Send back the records in full, character for character.

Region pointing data
[Start of Attachment]
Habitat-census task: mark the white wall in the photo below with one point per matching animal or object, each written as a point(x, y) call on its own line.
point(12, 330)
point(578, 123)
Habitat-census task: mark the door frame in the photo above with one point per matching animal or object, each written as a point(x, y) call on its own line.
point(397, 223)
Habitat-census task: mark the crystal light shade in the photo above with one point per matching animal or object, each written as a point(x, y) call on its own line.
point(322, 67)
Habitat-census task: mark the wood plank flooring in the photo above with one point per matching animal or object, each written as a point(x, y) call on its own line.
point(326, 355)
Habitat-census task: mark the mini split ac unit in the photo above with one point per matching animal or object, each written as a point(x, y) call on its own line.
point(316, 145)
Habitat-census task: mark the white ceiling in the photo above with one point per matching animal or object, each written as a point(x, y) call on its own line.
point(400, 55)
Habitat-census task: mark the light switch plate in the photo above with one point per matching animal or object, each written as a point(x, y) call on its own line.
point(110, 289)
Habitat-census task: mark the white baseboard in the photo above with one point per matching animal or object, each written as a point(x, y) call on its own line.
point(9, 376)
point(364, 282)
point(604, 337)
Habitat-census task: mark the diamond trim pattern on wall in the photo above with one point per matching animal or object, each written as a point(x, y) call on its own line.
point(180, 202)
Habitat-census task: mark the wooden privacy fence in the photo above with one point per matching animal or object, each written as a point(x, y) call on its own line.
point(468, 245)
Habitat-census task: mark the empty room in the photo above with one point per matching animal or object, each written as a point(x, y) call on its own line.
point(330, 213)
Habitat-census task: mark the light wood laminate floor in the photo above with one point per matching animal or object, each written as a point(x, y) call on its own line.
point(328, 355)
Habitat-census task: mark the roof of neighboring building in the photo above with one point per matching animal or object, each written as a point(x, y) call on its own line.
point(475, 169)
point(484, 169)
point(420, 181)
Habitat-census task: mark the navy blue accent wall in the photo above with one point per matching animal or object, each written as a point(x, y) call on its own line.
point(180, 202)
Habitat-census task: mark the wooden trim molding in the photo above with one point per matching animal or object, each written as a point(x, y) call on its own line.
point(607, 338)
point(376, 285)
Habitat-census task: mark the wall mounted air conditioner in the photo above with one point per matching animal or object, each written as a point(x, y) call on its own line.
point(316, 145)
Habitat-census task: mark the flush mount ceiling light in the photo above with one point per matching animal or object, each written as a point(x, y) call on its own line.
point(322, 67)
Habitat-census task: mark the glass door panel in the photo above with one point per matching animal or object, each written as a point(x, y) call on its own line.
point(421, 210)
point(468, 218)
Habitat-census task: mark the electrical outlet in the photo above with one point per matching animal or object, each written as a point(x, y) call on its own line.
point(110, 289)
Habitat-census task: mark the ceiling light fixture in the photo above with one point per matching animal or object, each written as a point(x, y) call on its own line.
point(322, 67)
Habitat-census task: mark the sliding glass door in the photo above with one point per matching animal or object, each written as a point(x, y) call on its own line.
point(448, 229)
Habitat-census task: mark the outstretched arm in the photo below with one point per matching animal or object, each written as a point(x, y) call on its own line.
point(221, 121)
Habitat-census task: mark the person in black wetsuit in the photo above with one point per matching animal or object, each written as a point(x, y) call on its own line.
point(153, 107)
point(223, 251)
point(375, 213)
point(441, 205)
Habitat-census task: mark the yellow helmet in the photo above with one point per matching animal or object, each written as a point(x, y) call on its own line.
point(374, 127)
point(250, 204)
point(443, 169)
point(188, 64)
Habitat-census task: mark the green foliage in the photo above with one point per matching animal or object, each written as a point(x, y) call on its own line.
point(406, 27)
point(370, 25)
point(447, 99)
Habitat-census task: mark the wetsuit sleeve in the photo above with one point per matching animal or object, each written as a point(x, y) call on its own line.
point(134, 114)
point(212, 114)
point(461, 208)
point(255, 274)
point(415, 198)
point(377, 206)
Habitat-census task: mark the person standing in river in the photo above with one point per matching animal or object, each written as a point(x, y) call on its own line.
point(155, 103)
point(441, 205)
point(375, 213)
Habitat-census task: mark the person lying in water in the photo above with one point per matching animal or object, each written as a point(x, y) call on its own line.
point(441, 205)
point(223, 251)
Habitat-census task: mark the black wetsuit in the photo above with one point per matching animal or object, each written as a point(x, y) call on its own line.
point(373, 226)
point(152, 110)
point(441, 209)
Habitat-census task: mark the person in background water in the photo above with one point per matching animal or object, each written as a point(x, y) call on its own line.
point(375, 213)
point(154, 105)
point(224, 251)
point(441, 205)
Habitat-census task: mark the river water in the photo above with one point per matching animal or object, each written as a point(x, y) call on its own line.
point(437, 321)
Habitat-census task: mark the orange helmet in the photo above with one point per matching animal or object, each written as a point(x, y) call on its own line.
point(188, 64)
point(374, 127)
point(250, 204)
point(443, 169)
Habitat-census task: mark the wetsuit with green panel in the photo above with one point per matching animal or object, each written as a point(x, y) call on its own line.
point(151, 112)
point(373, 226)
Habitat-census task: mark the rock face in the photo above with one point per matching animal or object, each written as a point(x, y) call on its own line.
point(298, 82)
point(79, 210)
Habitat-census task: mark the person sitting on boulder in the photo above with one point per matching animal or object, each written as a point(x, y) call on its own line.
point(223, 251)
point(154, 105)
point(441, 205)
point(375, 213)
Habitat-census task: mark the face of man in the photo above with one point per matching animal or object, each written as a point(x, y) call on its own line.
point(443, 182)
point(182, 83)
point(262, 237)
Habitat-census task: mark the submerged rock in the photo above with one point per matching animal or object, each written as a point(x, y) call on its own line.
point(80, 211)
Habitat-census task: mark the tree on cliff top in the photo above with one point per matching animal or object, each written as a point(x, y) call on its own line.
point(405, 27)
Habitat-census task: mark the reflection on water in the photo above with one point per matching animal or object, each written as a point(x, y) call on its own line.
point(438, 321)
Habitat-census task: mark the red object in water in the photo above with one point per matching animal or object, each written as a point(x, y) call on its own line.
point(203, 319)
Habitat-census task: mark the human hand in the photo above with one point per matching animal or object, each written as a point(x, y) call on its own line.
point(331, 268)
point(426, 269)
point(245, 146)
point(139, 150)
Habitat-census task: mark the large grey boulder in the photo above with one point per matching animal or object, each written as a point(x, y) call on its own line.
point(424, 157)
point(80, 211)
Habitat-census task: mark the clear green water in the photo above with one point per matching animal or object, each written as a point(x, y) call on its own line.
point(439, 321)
[End of Attachment]
* **OUTPUT OF THE TASK**
Habitat-census task: mark the white wall in the photo below with one point per matching animal or object, each written as a point(x, y) call on its own line.
point(12, 330)
point(578, 123)
Habitat-census task: mark the door frame in the photo above with one point per matching animal or object, each written as a point(x, y) call on its own line.
point(397, 223)
Habitat-census task: mark the crystal light shade in the photo above with one point per matching animal or object, each written as a point(x, y) call on its own line.
point(322, 67)
Habitat-census task: mark the wood plank flooring in the photo above with one point per matching animal or object, each written as a point(x, y) call on its own line.
point(326, 355)
Habitat-census task: mark the mini split ac unit in the photo above with one point per matching animal or object, each written as a point(x, y) call on its own line.
point(316, 145)
Habitat-census task: mark the white ceiling in the photo above with one point per matching animal or object, each written as a point(x, y) call on its own line.
point(400, 55)
Habitat-census task: mark the light switch plate in the photo above with one point per matching animal or object, each written as a point(x, y) call on its own line.
point(110, 289)
Habitat-census task: mark the white baseboard in the photo above with one point per matching animal or object, each written as a point(x, y) call on its own line.
point(9, 376)
point(364, 282)
point(604, 337)
Habitat-census task: mark the diamond trim pattern on wall in the photo above with one point per matching animal or object, each written as a point(x, y) call on its own line.
point(180, 202)
Habitat-census task: mark the wooden privacy fence in the photo above with one point per matching animal or object, each written as a point(x, y) call on its own line.
point(468, 245)
Habitat-census task: mark the empty room in the photo above with one point per matching animal or object, each written as a point(x, y) call on its own line.
point(330, 213)
Habitat-census task: mark the light wood laminate floor in the photo above with one point per matching animal or object, each written as a point(x, y) call on its own line.
point(328, 355)
Habitat-census task: mark the roof of neighboring building in the photo above with one point per matching animal or object, each written as a point(x, y) call on its own line.
point(475, 169)
point(484, 169)
point(420, 181)
Habitat-census task: mark the navy blue accent wall in the photo above with one point per matching animal or object, each written as a point(x, y) call on its own line.
point(180, 202)
Habitat-census task: mark the wooden trim molding in the photo above with one point per matching animal or object, each written as a point(x, y) call on its own line.
point(607, 338)
point(376, 285)
Habitat-census task: mark the wall mounted air conditioner in the photo above with one point per matching animal or object, each written as a point(x, y) call on its own line.
point(316, 145)
Habitat-census task: mark the flush mount ceiling light in the photo above with one point per matching animal or object, each written as a point(x, y) call on its own line.
point(322, 67)
Habitat-census task: mark the glass door panel in the photo above with one point per matching animal or object, each written as a point(x, y) call on its own line.
point(421, 210)
point(468, 218)
Habitat-census task: mark the electrical outlet in the photo above with one point per matching animal or object, each written as a point(x, y) call on its own line.
point(110, 289)
Habitat-census task: mark the ceiling light fixture in the photo above with one point per matching animal or object, each written as a point(x, y) call on its own line.
point(322, 67)
Habitat-census task: mark the sliding glass door in the photo above with one point per matching animal or object, each written as a point(x, y) call on its own line.
point(448, 229)
Habitat-census task: mark the outstretched arm in the photo below with one point per matching animal or object, each written as a point(x, y) call on its own line.
point(221, 121)
Habitat-census task: mark the person in black wetsuit in the photo above with one point per matching animal or object, each written as a point(x, y) call on its own line.
point(153, 107)
point(223, 251)
point(375, 213)
point(441, 205)
Habitat-census task: mark the yellow helmet in the photo above with one point per matching animal or object, each written as a point(x, y) call on its own line.
point(374, 127)
point(250, 204)
point(443, 169)
point(188, 64)
Habitat-census task: mark the green foliage in the photo above with one point per matching animal or object, each written as a point(x, y) call on its own line.
point(406, 27)
point(370, 25)
point(447, 99)
Habitat-census task: mark the wetsuit sleeve in the photo above with one point per matching animal or object, each written as a point(x, y) call on its own line.
point(134, 114)
point(212, 114)
point(461, 208)
point(255, 274)
point(415, 198)
point(377, 206)
Habitat-census task: mark the person standing in river in the photo above with one point per matching animal or object, each written as a point(x, y) call on its own line.
point(155, 103)
point(441, 205)
point(375, 213)
Habitat-census task: mark the person lying in water in the photo above with one point per matching animal or object, each written as a point(x, y) call on its own line.
point(441, 205)
point(223, 251)
Habitat-census task: mark the black wetsuit in the photo above with one point per matching animal or object, each written as a point(x, y) call on its own line.
point(373, 226)
point(152, 110)
point(441, 209)
Habitat-census task: mark the person in background water in the photo above with one point per matching animal or object, each written as a point(x, y) call on its own line.
point(375, 213)
point(154, 105)
point(224, 251)
point(441, 205)
Habitat-census task: mark the river water in the photo above with one point per matching animal or object, each written as a point(x, y) call on its own line.
point(437, 321)
Habitat-census task: mark the orange helmet in the photo above with one point per matching animal or object, each written as a point(x, y) call on its own line.
point(188, 64)
point(374, 127)
point(250, 204)
point(443, 169)
Habitat-census task: mark the wetsuit with green panel in the photo above with one point per matching animal or object, each written as a point(x, y) call on its own line.
point(151, 112)
point(373, 226)
Habitat-census task: mark the rock face in the photo above with one point per matching animal or object, each written as a point(x, y) call on its own line.
point(298, 82)
point(79, 210)
Habitat-census task: mark the person sitting on boulder in the photo above with one point per matching animal or object, each written as a point(x, y) call on its own line.
point(223, 251)
point(154, 105)
point(441, 205)
point(375, 213)
Habitat-census task: mark the face of man in the photo above with one point per matching animal or object, each written as a point(x, y) call on its own line.
point(443, 182)
point(182, 83)
point(262, 237)
Habitat-census task: mark the submerged rock in the photo above with one point per matching animal or object, each written as a point(x, y) call on its own line.
point(80, 211)
Habitat-census task: mark the tree on cliff top in the photo above with one point per matching animal or object, each written as a point(x, y) call on its own line.
point(405, 27)
Habitat-census task: mark the reflection on water in the photo above with one point per matching animal or object, each written as a point(x, y) call on its own line.
point(438, 321)
Habitat-census task: mark the red object in water in the photo above with one point per matching animal or object, each written as a point(x, y) call on its own line.
point(203, 319)
Habitat-census task: mark the human hand in the photo above with one point per matching animal or object, each written as a point(x, y) call on its own line.
point(331, 268)
point(426, 269)
point(245, 146)
point(139, 150)
Habitat-census task: mark the large grey boulder in the photo above with one point per matching animal or object, each written as a point(x, y) call on its own line.
point(424, 157)
point(80, 211)
Habitat-census task: mark the clear green water in the photo above with one point per matching animal or object, each written as a point(x, y) call on its own line.
point(439, 321)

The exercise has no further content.